— Begin —

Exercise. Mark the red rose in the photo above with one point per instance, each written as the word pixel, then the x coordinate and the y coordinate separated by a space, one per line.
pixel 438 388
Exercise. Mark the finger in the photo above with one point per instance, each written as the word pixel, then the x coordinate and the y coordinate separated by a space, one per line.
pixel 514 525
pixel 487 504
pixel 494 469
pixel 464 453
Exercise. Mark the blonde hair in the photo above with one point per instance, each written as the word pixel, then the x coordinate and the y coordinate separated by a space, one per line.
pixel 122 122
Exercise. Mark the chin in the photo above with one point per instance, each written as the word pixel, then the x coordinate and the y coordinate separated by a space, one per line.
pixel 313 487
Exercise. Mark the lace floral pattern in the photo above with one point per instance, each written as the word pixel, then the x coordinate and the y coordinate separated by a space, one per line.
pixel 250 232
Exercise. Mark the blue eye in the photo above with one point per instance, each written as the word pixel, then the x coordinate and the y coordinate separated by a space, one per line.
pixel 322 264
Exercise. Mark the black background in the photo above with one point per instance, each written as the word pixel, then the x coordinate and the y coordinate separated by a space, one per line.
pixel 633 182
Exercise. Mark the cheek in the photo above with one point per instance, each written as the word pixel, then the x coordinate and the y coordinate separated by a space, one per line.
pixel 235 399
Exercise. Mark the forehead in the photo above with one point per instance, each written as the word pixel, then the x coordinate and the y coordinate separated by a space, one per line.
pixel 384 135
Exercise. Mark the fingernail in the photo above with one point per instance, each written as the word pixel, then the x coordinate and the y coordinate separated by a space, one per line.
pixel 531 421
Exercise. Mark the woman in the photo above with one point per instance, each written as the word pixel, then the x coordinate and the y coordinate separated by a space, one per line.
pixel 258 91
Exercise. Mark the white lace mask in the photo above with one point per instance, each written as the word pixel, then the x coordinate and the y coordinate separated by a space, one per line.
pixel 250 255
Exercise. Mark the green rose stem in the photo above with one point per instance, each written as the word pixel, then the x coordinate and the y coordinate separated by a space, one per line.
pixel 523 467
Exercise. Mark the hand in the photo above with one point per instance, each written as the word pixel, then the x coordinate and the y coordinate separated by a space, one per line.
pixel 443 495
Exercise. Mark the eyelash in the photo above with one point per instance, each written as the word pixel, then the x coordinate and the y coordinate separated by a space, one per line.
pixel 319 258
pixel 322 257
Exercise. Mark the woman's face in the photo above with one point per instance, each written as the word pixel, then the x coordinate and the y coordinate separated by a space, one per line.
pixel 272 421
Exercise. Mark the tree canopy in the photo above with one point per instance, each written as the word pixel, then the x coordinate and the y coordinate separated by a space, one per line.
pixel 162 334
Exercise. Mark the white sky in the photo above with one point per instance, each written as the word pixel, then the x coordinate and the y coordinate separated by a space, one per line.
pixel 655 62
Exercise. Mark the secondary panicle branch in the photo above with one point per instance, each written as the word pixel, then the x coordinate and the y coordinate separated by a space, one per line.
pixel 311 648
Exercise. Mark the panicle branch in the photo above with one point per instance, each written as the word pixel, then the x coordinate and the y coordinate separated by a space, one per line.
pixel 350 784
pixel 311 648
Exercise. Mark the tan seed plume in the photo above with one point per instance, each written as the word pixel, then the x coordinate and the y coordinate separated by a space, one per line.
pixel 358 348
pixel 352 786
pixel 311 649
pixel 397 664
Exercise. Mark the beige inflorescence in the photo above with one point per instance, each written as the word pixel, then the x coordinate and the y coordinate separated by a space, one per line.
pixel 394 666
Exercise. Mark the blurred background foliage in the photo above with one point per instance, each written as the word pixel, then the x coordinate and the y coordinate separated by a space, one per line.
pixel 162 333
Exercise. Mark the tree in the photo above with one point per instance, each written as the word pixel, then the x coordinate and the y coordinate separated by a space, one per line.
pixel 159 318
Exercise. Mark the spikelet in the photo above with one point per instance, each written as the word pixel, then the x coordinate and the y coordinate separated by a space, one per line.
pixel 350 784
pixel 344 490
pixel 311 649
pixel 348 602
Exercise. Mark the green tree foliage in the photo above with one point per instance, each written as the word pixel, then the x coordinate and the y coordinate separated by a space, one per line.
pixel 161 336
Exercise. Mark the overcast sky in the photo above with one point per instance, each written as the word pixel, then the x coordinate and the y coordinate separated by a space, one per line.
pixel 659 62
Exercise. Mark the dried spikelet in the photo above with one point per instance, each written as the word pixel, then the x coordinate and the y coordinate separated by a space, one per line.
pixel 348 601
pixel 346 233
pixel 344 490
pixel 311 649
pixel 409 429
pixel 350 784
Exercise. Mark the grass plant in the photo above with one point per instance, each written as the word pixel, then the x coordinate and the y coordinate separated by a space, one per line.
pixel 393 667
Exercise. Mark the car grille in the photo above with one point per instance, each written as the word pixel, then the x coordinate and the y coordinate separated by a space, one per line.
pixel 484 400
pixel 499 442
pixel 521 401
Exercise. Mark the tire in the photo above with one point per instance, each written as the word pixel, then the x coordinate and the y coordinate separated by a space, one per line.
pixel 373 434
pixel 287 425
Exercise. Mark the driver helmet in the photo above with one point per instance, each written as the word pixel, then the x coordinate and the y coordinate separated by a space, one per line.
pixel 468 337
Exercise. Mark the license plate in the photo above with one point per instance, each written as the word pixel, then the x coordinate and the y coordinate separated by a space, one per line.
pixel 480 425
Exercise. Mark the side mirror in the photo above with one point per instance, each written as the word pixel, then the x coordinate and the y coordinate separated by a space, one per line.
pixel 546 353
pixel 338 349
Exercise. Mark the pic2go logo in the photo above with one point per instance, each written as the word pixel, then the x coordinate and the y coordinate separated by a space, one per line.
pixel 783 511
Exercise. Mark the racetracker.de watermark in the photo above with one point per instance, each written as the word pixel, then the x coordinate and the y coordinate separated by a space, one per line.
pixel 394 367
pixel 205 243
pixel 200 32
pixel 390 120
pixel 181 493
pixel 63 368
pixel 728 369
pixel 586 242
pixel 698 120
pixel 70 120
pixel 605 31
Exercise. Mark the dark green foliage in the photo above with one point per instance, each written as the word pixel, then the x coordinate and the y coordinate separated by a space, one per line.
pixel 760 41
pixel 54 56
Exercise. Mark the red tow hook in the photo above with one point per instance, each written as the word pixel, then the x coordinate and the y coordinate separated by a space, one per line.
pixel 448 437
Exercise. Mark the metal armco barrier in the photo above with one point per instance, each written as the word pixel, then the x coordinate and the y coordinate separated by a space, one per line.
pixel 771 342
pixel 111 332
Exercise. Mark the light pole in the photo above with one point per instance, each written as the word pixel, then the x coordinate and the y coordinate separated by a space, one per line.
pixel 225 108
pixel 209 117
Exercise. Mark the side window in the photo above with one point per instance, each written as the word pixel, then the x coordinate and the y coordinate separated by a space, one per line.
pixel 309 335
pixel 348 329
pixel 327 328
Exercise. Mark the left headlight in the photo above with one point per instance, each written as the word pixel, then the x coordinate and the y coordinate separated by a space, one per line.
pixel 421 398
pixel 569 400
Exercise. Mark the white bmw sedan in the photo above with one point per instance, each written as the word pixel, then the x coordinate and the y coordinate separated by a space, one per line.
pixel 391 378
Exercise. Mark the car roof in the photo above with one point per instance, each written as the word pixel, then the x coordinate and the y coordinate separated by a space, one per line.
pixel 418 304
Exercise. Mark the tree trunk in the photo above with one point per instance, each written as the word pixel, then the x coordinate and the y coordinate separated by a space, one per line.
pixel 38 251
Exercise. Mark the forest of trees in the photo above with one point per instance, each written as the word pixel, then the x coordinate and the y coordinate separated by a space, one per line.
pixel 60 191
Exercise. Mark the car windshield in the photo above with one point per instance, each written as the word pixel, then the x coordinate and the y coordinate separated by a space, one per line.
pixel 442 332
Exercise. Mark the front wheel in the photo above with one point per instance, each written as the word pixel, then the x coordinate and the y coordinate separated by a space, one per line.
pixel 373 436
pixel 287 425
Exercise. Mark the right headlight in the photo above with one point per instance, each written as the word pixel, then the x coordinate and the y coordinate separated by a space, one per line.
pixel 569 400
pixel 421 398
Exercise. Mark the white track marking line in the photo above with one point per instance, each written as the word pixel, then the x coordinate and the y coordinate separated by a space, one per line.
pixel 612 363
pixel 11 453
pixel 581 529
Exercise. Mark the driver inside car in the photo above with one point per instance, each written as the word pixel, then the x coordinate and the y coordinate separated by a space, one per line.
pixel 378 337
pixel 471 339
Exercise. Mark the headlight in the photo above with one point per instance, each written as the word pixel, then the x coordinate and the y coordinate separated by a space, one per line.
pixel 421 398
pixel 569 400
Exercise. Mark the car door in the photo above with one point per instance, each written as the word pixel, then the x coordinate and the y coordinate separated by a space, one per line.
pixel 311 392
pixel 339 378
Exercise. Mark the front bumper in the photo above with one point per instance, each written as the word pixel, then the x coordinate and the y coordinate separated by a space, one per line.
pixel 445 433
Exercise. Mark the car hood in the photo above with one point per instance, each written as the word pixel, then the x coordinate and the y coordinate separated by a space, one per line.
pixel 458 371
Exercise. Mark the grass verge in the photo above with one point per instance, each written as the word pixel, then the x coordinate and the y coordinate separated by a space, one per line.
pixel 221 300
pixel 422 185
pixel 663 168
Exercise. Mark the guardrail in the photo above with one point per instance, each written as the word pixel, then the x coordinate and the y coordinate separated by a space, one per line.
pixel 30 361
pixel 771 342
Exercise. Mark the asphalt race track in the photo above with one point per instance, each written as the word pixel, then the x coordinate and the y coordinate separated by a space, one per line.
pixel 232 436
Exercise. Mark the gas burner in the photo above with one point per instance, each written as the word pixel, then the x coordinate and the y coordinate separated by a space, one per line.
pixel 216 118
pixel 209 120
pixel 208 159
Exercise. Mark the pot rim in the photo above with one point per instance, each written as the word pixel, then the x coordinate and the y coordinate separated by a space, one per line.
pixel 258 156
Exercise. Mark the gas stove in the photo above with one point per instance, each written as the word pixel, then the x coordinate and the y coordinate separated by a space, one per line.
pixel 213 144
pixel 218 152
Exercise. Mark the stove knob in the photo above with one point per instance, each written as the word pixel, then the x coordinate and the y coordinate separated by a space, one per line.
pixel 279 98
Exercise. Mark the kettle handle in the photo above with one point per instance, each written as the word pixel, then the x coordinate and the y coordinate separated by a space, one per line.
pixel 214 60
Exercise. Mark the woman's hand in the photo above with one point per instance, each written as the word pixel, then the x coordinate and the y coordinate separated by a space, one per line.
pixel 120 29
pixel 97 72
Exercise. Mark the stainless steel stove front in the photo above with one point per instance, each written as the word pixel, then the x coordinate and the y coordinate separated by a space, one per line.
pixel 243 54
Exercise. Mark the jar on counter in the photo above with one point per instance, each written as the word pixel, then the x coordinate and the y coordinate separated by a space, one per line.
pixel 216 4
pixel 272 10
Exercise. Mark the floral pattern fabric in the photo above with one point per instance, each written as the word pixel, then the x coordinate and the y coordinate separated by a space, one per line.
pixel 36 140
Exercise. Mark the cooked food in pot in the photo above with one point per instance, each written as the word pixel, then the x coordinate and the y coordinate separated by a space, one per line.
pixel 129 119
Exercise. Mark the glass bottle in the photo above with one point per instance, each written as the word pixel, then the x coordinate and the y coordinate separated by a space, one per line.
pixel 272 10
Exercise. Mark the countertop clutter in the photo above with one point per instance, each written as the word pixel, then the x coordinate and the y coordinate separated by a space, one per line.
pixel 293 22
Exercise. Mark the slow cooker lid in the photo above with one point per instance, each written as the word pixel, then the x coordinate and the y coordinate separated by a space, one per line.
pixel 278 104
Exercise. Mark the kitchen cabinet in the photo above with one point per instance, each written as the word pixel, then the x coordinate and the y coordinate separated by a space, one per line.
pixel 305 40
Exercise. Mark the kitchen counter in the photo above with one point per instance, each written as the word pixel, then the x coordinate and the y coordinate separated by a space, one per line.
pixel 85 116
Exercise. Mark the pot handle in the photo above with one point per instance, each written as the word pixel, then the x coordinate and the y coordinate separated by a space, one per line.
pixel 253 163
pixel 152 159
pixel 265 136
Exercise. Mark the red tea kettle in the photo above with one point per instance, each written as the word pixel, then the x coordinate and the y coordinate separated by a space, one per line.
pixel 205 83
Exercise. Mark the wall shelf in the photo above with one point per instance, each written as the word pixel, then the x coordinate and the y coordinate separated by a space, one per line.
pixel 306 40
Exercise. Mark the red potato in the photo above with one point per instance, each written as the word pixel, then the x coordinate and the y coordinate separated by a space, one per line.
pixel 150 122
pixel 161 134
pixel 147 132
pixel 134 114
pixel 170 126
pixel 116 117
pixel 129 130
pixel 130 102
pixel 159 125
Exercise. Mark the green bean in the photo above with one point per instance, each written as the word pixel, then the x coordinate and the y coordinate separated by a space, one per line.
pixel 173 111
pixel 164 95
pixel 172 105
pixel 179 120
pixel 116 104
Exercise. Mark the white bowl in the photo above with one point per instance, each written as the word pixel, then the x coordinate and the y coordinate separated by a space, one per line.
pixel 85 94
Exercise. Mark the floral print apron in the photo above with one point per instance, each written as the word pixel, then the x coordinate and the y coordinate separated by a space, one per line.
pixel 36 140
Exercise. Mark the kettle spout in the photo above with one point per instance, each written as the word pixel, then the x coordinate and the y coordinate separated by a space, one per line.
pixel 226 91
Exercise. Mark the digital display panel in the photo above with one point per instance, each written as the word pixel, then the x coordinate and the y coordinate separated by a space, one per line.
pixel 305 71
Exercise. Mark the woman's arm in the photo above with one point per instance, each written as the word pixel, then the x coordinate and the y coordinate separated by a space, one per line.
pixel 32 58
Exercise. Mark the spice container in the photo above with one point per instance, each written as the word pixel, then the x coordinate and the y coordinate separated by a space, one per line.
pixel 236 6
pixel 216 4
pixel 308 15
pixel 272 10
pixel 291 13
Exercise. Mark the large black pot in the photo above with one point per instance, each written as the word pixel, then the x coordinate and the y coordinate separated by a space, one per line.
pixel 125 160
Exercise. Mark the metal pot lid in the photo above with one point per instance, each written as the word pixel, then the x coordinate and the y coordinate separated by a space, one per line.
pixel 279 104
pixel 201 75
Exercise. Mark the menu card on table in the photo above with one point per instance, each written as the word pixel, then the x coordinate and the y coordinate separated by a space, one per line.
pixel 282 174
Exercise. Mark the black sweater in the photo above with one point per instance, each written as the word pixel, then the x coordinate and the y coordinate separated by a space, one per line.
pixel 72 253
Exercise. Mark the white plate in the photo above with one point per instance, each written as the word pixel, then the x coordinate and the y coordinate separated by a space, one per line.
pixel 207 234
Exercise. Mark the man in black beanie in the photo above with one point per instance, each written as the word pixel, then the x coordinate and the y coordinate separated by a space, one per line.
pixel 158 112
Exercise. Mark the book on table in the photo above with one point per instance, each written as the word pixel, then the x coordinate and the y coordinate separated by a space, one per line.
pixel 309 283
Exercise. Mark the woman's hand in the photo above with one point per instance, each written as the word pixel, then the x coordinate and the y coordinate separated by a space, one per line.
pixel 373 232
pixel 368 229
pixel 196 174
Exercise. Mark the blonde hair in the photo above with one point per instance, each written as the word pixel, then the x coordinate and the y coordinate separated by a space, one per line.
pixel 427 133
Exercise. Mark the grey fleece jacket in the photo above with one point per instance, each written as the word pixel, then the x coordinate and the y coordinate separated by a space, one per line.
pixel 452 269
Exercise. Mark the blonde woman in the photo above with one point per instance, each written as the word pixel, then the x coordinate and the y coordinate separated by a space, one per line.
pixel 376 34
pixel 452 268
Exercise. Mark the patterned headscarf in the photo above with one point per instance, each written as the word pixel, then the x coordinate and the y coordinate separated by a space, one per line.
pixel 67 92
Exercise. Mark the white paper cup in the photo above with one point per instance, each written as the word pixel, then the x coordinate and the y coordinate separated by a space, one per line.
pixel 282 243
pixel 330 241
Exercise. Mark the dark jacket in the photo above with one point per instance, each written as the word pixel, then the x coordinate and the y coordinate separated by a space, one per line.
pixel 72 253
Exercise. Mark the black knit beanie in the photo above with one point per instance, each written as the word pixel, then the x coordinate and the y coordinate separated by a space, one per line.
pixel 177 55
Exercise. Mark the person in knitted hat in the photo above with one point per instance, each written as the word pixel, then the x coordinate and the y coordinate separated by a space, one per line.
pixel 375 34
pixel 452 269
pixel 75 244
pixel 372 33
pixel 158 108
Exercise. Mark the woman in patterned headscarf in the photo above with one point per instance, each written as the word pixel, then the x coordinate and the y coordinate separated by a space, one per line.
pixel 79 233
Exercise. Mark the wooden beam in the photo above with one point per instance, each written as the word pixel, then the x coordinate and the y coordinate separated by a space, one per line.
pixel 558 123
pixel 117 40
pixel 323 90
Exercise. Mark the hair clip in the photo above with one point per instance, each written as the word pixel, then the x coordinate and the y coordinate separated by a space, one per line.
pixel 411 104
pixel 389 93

— End —

» EXERCISE REQUIREMENTS: Give the lines again from the line with "Exercise. Mark the woman in patterned" up to and including the line with "pixel 323 90", renaming "wooden beam" to "timber beam" and changing nothing else.

» FULL OUTPUT:
Exercise. Mark the woman in patterned headscarf in the photo above with one point per instance, each written as the word pixel, then the x coordinate and the y coordinate separated by a space, one per line.
pixel 79 233
Exercise. Mark the timber beam in the photo above with one point per instance, each written as the word pixel, then the x coordinate and the y coordinate separated by a space, one per line.
pixel 558 123
pixel 117 40
pixel 323 90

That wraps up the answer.